--- BEGIN READING TEXT ---

What could go wrong … except for a tanker truck spilling liquid oxygen all over I-83 just after 6 AM? Terry and I persevered through inching along for four miles. It only took us two hours, but we remained focused and determined.

We finally arrived at East 30th and Barclay in Baltimore around 2:15 PM. Just entering Peabody Heights Brewery, the site of hallowed baseball ground, made the major delay all worthwhile. Of course, the “Old Oriole Park” lager draft helped, too!

The brewery’s owner began a tour soon after our arrival. Did he talk about his beer and how the brewery got started? Nope. He enthusiastically shared the rich baseball history of Old Oriole Park, which graced the very site many, many years ago.

After the baseball discussion, which included Babe Ruth’s playing days on the site, the owner tossed the ball to his son for the behind-the-scenes brewery part of the tour.

That’s when David detoured us to a spot on the cement floor near the beer vats. That’s where 2nd base had been. He also informed us that where the owner had been talking to our tour group was left field.

Following one additional round from the taps, we eagerly poured outside for David to continue giving us perspective on the lay of the land. David showed us where the left field wall had been, where the mound had been, and where home plate had been (right on the curb on Barclay).

While imagining the Babe swinging for the fences from that curb, I had to take a few imaginary cuts of my own from the other batter’s box.

--- END READING TEXT ---

WRITTEN PROBLEM 1 - Return every line of the records that contains the string "hillside".
The records are unrelated to the text.

--- BEGIN STORED ROWS ---

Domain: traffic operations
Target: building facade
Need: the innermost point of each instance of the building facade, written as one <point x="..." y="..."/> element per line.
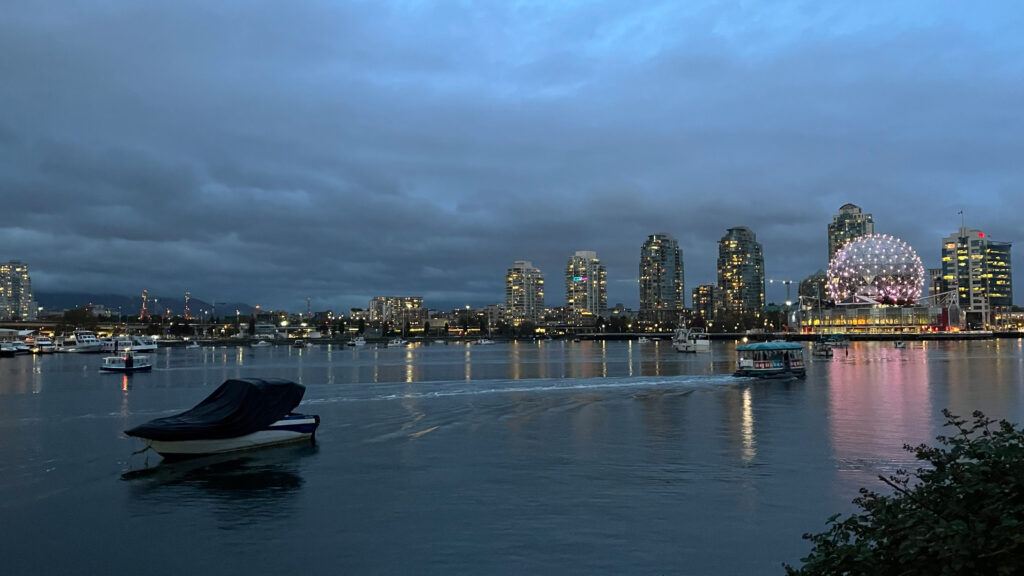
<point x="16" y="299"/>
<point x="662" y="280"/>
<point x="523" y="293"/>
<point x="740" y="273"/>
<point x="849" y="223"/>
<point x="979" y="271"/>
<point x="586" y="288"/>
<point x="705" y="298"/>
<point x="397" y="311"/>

--- END STORED ROWS ---
--- BEGIN STORED ROWS ---

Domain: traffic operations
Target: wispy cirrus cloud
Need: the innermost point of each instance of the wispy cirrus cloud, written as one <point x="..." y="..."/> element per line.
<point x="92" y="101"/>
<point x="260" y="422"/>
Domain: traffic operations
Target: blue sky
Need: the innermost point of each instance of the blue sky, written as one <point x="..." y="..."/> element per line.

--- END STORED ROWS ---
--- BEGIN STORED ROWS ---

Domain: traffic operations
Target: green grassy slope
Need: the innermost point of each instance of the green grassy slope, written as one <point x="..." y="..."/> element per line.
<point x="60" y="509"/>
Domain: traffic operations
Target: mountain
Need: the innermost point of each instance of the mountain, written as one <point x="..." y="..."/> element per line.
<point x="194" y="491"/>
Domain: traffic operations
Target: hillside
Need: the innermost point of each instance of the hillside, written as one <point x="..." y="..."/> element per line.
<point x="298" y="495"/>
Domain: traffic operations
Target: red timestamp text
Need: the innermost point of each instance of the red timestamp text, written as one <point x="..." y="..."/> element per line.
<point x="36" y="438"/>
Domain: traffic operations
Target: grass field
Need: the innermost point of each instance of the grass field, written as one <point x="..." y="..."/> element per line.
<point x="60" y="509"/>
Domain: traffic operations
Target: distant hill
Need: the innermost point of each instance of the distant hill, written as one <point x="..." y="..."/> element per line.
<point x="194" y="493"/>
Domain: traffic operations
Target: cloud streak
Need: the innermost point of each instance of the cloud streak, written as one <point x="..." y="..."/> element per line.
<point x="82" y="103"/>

--- END STORED ROWS ---

WRITTEN PROBLEM 2 - Continue the account of the brewery visit at the Old Oriole Park site from the point where it stops.

WRITTEN RESPONSE 1 -
Target: hillside
Need: the innermost point of each instance of the hillside, written as one <point x="..." y="..."/> element per line.

WRITTEN RESPONSE 2 -
After we soaked in that atmosphere, we all bounded toward 29th Street. Here was the home of another Oriole Park (American League Park) and … the future New York Yankees. Confused yet?

We then strode down the hill a few more blocks toward the former site of Union Park. I took my batting practice cuts in the parking lot where home plate once graced the ground beneath. I also trotted toward 3rd base to take a few grounders.

As Jack stated, this is where Wee Willie Keeler’s 44-game hitting streak ended. John McGraw played here as did Wilbert Robinson.

I’d add photos, but David had already taken the best shots and showed us on his phone during our trifecta former ballpark tour. He’s also a heck of an author and was a guest speaker for the Harrisburg Senators Fan Club. I highly recommend David’s book.

During our walk back up the hill, David departed. The rest of our lineup decided on the Charles Village Pub, Towson, for dinner before heading home.

The original Charles Village Pub, one of Terry’s  favorite places for ribs, would have to wait for our next visit. After all, it’s near the former site of Memorial Stadium.